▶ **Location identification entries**

_ _ _ _ _

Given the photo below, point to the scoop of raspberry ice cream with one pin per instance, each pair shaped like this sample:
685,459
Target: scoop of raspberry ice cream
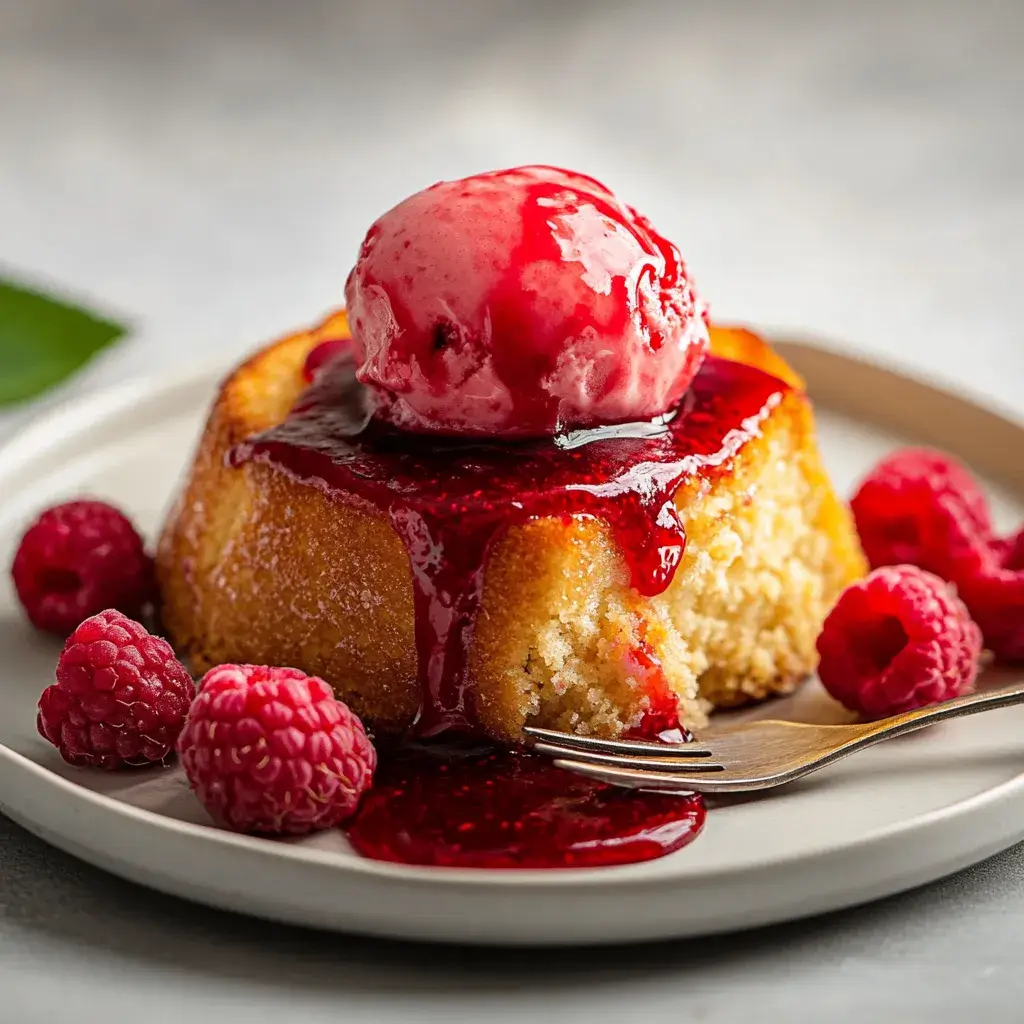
519,303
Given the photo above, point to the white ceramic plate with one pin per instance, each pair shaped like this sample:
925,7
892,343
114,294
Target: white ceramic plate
896,816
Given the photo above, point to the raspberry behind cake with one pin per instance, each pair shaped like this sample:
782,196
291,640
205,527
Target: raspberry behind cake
612,579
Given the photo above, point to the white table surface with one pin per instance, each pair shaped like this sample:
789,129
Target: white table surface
206,169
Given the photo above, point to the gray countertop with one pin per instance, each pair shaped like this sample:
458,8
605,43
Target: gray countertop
207,170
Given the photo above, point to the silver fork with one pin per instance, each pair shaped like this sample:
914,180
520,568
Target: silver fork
756,756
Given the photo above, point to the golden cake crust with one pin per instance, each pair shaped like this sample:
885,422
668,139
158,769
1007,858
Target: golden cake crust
257,566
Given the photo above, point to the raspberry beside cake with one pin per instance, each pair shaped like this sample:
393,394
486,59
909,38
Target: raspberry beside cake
599,604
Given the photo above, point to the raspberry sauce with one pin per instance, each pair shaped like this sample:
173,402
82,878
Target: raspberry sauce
486,808
451,499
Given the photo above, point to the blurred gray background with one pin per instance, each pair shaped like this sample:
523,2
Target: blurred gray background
208,167
207,170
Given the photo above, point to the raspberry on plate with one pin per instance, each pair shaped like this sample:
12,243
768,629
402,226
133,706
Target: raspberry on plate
897,640
271,751
921,507
76,560
990,581
121,695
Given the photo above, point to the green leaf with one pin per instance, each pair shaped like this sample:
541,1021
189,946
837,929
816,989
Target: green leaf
44,339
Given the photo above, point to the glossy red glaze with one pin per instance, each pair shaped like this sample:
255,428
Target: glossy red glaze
450,500
520,303
487,808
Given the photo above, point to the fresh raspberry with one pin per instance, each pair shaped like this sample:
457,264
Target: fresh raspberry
990,582
271,751
121,695
921,507
77,559
897,640
323,353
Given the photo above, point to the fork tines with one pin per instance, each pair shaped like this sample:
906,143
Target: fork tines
662,758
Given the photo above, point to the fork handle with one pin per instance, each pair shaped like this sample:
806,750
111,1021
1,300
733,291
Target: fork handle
969,704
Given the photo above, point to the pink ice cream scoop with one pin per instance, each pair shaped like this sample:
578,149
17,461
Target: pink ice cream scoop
519,303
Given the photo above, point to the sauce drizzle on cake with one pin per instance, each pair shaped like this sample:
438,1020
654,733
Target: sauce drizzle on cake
451,500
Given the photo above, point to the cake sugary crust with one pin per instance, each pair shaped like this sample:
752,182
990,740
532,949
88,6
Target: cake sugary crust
257,566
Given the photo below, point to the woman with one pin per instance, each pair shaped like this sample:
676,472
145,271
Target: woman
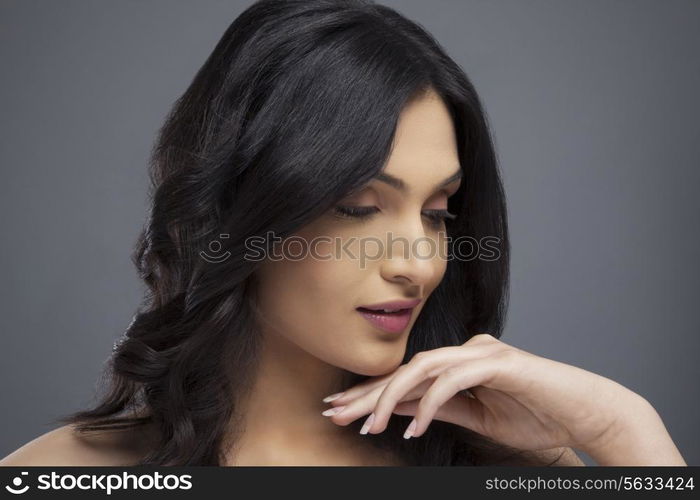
282,325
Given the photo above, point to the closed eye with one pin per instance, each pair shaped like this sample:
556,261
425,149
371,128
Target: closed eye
436,217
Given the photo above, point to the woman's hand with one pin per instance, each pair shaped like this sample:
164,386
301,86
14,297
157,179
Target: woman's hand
514,397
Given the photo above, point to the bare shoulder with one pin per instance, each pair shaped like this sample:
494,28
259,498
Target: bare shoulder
565,457
65,446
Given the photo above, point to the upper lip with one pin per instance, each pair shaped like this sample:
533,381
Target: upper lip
394,304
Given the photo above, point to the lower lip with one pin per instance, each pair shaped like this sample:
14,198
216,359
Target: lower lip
393,323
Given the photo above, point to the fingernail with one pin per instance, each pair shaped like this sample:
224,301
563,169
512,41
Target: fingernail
332,411
368,424
410,429
332,397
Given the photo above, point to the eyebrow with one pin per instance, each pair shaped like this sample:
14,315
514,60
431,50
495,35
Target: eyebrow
401,185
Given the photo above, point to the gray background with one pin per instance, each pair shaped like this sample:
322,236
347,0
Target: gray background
594,109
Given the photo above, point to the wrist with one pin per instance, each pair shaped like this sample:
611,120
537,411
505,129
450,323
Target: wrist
637,436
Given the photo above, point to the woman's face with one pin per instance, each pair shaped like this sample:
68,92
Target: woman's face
311,301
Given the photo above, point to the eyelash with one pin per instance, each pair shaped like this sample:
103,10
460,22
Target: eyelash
436,217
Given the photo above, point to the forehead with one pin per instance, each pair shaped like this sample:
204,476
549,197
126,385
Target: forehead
425,140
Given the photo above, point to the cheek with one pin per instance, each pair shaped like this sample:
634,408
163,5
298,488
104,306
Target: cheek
308,302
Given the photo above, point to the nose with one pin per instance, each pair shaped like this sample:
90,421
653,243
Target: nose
411,257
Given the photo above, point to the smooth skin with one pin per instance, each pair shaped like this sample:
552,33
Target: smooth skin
516,398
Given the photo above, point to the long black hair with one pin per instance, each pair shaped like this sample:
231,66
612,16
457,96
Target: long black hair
296,107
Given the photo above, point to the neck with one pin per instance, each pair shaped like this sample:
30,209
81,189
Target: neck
282,421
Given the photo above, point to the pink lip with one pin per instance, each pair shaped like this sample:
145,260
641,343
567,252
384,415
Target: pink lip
390,322
394,304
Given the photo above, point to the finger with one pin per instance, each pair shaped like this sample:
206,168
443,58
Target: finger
425,365
463,411
449,383
365,404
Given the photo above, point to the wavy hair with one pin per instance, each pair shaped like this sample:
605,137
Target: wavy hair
296,106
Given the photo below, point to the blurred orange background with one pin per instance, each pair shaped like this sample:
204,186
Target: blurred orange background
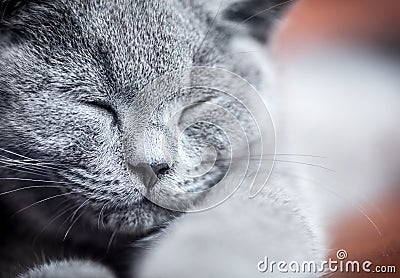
314,23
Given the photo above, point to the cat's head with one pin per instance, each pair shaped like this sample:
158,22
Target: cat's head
83,128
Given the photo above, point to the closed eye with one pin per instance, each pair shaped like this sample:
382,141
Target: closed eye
104,106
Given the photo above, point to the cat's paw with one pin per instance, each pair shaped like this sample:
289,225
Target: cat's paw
69,269
231,240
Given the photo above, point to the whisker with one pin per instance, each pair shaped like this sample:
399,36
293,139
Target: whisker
30,187
30,162
101,215
32,180
274,160
23,170
72,224
42,201
265,10
110,241
81,206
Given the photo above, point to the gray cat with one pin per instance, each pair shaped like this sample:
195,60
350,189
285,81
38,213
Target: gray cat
70,73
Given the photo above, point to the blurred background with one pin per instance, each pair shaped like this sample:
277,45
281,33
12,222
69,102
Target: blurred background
311,28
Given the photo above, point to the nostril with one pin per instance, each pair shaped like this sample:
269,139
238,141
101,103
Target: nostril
160,169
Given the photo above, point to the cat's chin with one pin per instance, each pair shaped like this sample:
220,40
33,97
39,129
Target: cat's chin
138,220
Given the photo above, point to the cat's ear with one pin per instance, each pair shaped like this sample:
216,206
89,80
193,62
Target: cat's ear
258,15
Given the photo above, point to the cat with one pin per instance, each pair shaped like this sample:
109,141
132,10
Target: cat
74,97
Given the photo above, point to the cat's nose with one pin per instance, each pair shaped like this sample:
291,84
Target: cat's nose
150,173
159,169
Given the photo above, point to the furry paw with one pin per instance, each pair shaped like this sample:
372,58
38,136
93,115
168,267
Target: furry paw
69,269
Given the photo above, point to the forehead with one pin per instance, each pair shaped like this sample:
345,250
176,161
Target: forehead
141,39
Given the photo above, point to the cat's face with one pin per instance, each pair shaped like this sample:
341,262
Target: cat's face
72,74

_ _ _ _ _

▶ **Task goal**
Update every one of the items above by changing "photo" to "image" wherever it appears, keeping all other text unchanged. Leave the pictures out of your answer.

▶ **Exercise response**
Given the image below, point to the scoop of raspberry ice cream with one pin per instance, each pair shaped like this sample:
685,459
Target: scoop of raspberry ice cream
519,303
Given the image above, point to the white ceramic plate with one pin per instance, each pair shaped like this sample:
925,7
892,343
114,294
Target: white ceramic plate
896,816
Given the image above, point to the raspberry behind cake with one pin per instance, each pair shaped like this sample:
782,196
291,640
205,527
Target: raspberry behind cake
612,579
Given the image above, point to the white table surface with one pin per instance, each pair shaped like this sample:
789,129
Target: white table surface
206,169
Given the image above, point to the gray countertop with one pin per instance, each pair shaped like this sample:
458,8
605,43
Target: gray countertop
207,170
Given the image above, point to the silver fork with one pin per instance, each pair shaped like this sample:
914,180
520,568
Target: silver fork
756,756
Given the image above, point to the golden cake crust with one pin per instance, each pair shaped like this sample:
885,422
668,139
158,769
1007,858
Target: golden cake crust
257,566
Given the image above, point to the raspberry beside cake with one pin per instance, each pair shaped like this sample:
393,394
486,59
909,38
Target: raspberry beside cake
599,604
Given the image above, point to the raspberry sauce with one pin per instance, each pair shaped like this sample:
173,402
82,878
Target: raspberry sauce
486,808
451,499
Given the image above, point to the blurred gray background with one pin per instance, each pair shaped like this sample:
523,2
Target: blurred gray background
208,167
207,170
Given the image above, point to the raspberry on plate with one pin per instance, each pair shaped like this sample:
12,243
768,629
402,226
133,706
Target: raspberry on plate
897,640
271,751
921,507
76,560
990,581
121,695
Given the image above, point to the green leaf with one pin per instance, each pair shaped like this sample:
541,1021
189,946
837,929
816,989
Target: green leaf
44,339
Given the image above, point to the glossy red glaze with one pin per instance, each pair shaped like this sample:
255,428
Target: glossy red glaze
450,500
520,303
487,808
Given the image above, point to the fresh raspberry with one pin per instance, each pair shaped like this sample:
457,264
Target: fresh raspberry
990,582
271,751
121,695
921,507
77,559
897,640
323,353
Given the image above, point to the fork tines with one pin per instance, each pair shaped like this sample:
906,143
Target: fork tines
662,758
Given the image above, point to the fork handle with one pin per instance, each pair shaped like this sample:
806,750
111,1021
1,300
733,291
Target: fork handle
969,704
Given the image above, point to the pink ice cream scoop with one pin per instance, each pair shaped like this sample:
578,149
17,461
Target: pink ice cream scoop
519,303
Given the image above, point to the sauce drizzle on cake with one pin per instance, each pair shaped like this sample:
438,1020
654,733
Target: sauce drizzle on cake
451,500
Given the image above, point to the cake sugary crust with one pin per instance, each pair shaped like this sample:
752,182
990,740
532,949
88,6
Target: cake sugary crust
257,566
Given the image below, point to the woman with one pin per instance, each pair shaped like this sample:
676,472
145,271
Target: woman
282,325
Given the image above, point to the closed eye with one pin per instance, each pair shaped like this sample:
556,261
425,149
371,128
Target: closed eye
436,217
Given the image above, point to the woman's hand with one pin per instance, each pair shaped like this sample:
164,386
301,86
14,297
157,179
Target: woman's hand
514,397
Given the image above, point to the bare shoulder with one pin per instance, each pair shaped like this sample:
494,28
259,498
Target: bare shoulder
565,457
65,446
Given the image above, point to the upper lip with one pin per instance, each pair shaped like this sample:
533,381
Target: upper lip
394,304
Given the image above, point to the lower lip with one pin per instance, each pair shaped like this sample:
14,198
216,359
Target: lower lip
393,323
Given the image above, point to the fingernail with one pin per instance, each pair shaped like this sample:
224,301
563,169
512,41
Target: fingernail
332,411
368,424
410,429
332,397
Given the image above, point to the eyebrow with one pin per instance, each pair shaped like this sample:
14,315
514,60
431,50
495,35
Target: eyebrow
401,185
Given the image above, point to the gray background with one pin per instance, each pair shaped like this sample:
322,236
347,0
Target: gray background
594,109
Given the image above, point to the wrist with one pin per instance, each pair shaped like this sample:
611,120
537,411
505,129
450,323
Target: wrist
637,436
Given the image above, point to the woman's face with one pin per instance, each pair shaped like this sample:
68,92
Target: woman's face
311,301
Given the image above, point to the eyelash with one pin per instance, each pair shaped like this sample:
103,10
460,22
Target: eyelash
436,217
Given the image above, point to the forehead with one pin per instance, each pair shaped like this sample:
204,476
549,197
126,385
Target: forehead
425,140
Given the image above, point to the cheek with one pin per instance, each pair shaped like this sample:
634,408
163,5
298,488
104,306
Target: cheek
308,302
Given the image above, point to the nose with one pin per instance, each pair shaped like this sample:
90,421
653,243
Target: nose
411,257
Given the image above, point to the smooth skin with one pin per instance, each pair shaped like this sample:
552,33
Target: smooth skin
516,398
Given the image above, point to the long black hair with one pin per instance, each pair shaped like this sample:
231,66
612,16
457,96
Target: long black hair
296,107
Given the image above, point to the neck with one pin per instance, each pair shaped like this sample:
30,209
81,189
Target: neck
282,421
Given the image above, point to the pink lip with one pin per instance, each pair shaped like this sample:
145,260
641,343
567,252
384,415
Target: pink lip
390,322
394,304
Given the image above, point to the finger with one pin per instance, each pair shaped like this sample:
206,168
443,58
Target: finger
425,365
463,411
449,383
365,404
Given the image above, point to the wavy hair with one pin per instance, each pair shaped like this sample:
605,137
Target: wavy hair
296,106
Given the image below, point to the blurred orange background with one pin per instance, each pair shaped like this sample:
204,186
Target: blurred orange background
314,23
Given the image above, point to the cat's head with one pin per instance, each pair shaped like this sample:
158,22
Target: cat's head
83,128
Given the image above, point to the closed eye with one pin per instance, each pair shaped like this sample:
382,141
Target: closed eye
104,106
Given the image above, point to the cat's paw with one pin per instance, each pair shaped like this sample:
289,225
Target: cat's paw
69,269
231,240
Given the image above, point to the whisker with one pin per instance, each pair shaped like this sample:
399,36
293,139
Target: whisker
30,187
30,162
101,215
32,180
274,160
23,170
72,224
42,201
265,10
110,241
81,206
Given the image above, point to the gray cat with one pin per instance, each pair shaped like this sample:
195,60
350,189
285,81
38,213
Target: gray cat
70,73
Given the image above, point to the blurred background with one pin per instance, each pair shaped like this sample:
277,45
281,33
12,222
69,102
Target: blurred background
311,28
Given the image above, point to the nostril with one pin per instance, each pair shaped like this sample:
269,139
238,141
101,103
Target: nostril
160,169
Given the image above, point to the cat's chin with one pin per instance, each pair shaped like this sample:
220,40
33,97
39,129
Target: cat's chin
138,220
Given the image above, point to the cat's ear with one pin per instance, each pair shaped like this sample:
216,206
89,80
193,62
Target: cat's ear
258,15
Given the image above, point to the cat with one pin per instance, each pair shaped like this sample:
109,141
132,10
Target: cat
74,97
Given the image above, point to the cat's nose with one pin per instance, each pair shaped like this sample:
291,84
Target: cat's nose
150,173
159,169
Given the image above, point to the furry paw with one pin per instance, each pair shaped like this sample:
372,58
38,136
93,115
168,267
Target: furry paw
69,269
Given the image above, point to the forehead with one pin per instance, each pair shaped like this sample:
345,250
176,161
Target: forehead
141,39
Given the image above, point to the cat's face with one pin per instance, each pair shaped like this sample:
341,262
Target: cat's face
72,74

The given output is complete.